1.Bunte Steine
Die Zeit ist wie ein Bild von Mosaik, zu nah beschaut verwirrt es nur den Blick; willst du des Ganzen Art und Sinn verstehn, so mußt du‘s, Freund, aus rechter Ferne sehn.
Emanuel Geibel
Während ich an einem Märztag 2020 am späten Nachmittag anfing, den Hefeteig für unsere traditionelle Freitagspizza zu kneten, lief auf meinem Handy ein Livestream aus Wiesbaden. Eine Menge Journalisten wartete gespannt auf den hessischen Ministerpräsidenten. Und ich wartete auch, und das mit wachsender Unruhe. Meine beiden Schulkinder waren mittags schwer bepackt nach Hause gekommen. Ihre Schulranzen waren randvoll, und weil nicht alles hineingepasst hatte, hing an jedem Arm noch ein Beutel voller Hefte, Mappen und Zeichenblöcke. „Wir mussten alles mitnehmen“, erklärten sie mir, „falls wir am Montag nicht mehr wiederkommen dürfen.“ Ich hatte mit so etwas schon gerechnet. Und doch lief mir ein Schauer den Rücken hinunter, als ich sie so vor mir sah. Meine beiden kleinen Menschen. Voll bepackt und mit ernster Miene. Nicht ängstlich und doch gespannt. Der Wahnsinn namens Corona, den wir lange Zeit für ein Problem anderer Länder gehalten hatten, war mitten in unser aller Leben angekommen.
Ich hatte den Teig gerade zu einer Kugel geformt und in eine Schüssel gelegt, als sich auf meinem Handybildschirm etwas tat. Der Ministerpräsident und zwei seiner Minister betraten den Saal. Das leise Tuscheln wich dem Geräusch von Blitzlichtern. Dann erklärte der Ministerpräsident, was längst alle vermutet hatten: Die hessischen Schülerinnen und Schüler würden mindestens in den nächsten fünf Wochen nicht zur Schule gehen, und auch die Kindergartenkinder müssten zu Hause bleiben. Die Großeltern, fuhr er weiter aus, sollten erst einmal nicht die Betreuung der Kinder übernehmen. Sie zählten schließlich zu den Menschen, für die das neue Corona-Virus besonders gefährlich sei. Ich seufzte. Die Omas und der Opa sind eine wichtige Stütze unserer Familie. Dass unsere Kinder nicht nur die Schule, sondern auch sie lange nicht sehen sollten, stellte uns vor Herausforderungen.

* Lernmaterial:
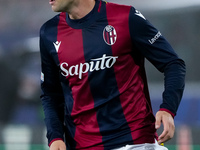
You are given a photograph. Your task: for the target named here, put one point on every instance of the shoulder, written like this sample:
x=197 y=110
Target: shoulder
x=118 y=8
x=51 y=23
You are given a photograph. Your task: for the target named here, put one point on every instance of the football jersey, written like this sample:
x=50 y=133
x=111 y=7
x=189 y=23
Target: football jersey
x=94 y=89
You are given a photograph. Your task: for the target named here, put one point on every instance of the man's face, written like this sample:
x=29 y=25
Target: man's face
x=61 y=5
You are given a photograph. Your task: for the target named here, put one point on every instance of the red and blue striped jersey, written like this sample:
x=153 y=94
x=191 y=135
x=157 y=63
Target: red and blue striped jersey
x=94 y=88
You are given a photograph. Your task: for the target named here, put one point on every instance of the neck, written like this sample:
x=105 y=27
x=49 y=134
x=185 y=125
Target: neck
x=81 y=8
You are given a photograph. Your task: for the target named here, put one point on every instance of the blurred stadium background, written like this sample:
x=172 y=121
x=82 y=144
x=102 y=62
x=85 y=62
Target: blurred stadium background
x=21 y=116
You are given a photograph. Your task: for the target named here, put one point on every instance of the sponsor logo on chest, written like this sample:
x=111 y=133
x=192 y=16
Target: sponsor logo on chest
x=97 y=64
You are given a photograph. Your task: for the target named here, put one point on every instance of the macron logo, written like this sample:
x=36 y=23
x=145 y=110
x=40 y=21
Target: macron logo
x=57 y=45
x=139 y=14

* Aufgabe 1:
Schreibe den Abschnitt des Lerntexts neu, der bei den Worten „1.Bunte Steine“ beginnt und nach „rechter Ferne sehn.“ endet. Setze dabei „Kind“ an die Stelle von „Freund“.
* Aufgabe 2:
Wie lange sollten die hessischen Schülerinnen und Schüler laut der Erklärung des Ministerpräsidenten im Lerntext mindestens nicht zur Schule gehen?

* Ergebnis 1:
1.Bunte Steine
Die Zeit ist wie ein Bild von Mosaik, zu nah beschaut verwirrt es nur den Blick; willst du des Ganzen Art und Sinn verstehn, so mußt du‘s, Kind, aus rechter Ferne sehn.

* Ergebnis 2:
Mindestens in den nächsten fünf Wochen.